Make an exact copy of the records, dropping all pictures.

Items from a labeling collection
>> start
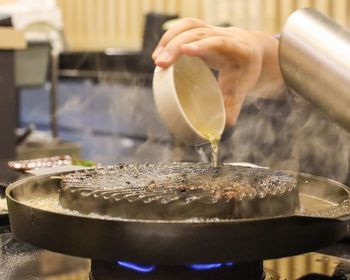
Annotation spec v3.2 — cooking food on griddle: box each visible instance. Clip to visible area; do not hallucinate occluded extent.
[59,163,299,220]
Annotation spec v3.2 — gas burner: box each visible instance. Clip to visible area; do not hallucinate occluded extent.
[90,260,268,280]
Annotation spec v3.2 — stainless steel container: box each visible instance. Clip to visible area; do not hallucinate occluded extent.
[279,8,350,131]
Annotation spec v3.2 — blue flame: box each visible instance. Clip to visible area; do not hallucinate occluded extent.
[187,262,233,270]
[117,261,156,273]
[117,261,234,273]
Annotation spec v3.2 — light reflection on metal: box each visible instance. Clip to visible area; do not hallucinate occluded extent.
[117,261,156,273]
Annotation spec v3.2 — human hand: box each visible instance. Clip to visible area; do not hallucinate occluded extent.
[152,19,283,125]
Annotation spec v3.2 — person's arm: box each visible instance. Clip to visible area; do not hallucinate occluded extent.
[152,19,284,125]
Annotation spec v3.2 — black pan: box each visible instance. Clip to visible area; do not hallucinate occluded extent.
[6,168,350,264]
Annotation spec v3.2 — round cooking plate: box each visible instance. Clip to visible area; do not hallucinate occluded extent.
[6,165,350,264]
>> end
• _Solution to this problem_:
Annotation spec v3.2 — cooking food on griddle: box each visible instance. Clip to visible area; do not hallucinate occluded extent.
[59,163,299,220]
Annotation spec v3.2 — gas burner: box each visible instance. Clip to visible area; do not hallucinate occluded extent.
[90,260,268,280]
Annotation spec v3.2 — stainless steel container: box each visible instance. Clip to visible area; do not hallucinate occluded extent.
[279,8,350,131]
Annotation spec v3.2 — blue flame: box each visible instance. Clip to visible area; do not hallucinate occluded extent.
[187,262,233,270]
[117,261,156,273]
[117,261,234,273]
Annotation spec v3.2 — light reflection on metal: box each visible instance. Clip to visible area; do not hallucinate occluded extent.
[117,261,156,273]
Annotation spec v3.2 — human hand: box each visible instance. Clip to visible area; do not hallucinate occluded extent.
[152,19,283,125]
Annotation spec v3.2 — person's arm: box each visible instance. Clip to visible area; do not hallucinate occluded extent.
[152,19,284,125]
Annotation spec v3.2 — black pan: box each visible instance. Clip to visible area; do not hallucinate occluded extent.
[6,168,350,264]
Annotation spec v3.2 — round cooking plate: box each visible instance. Clip to visible area; do not hallucinate occluded extent.
[6,165,350,264]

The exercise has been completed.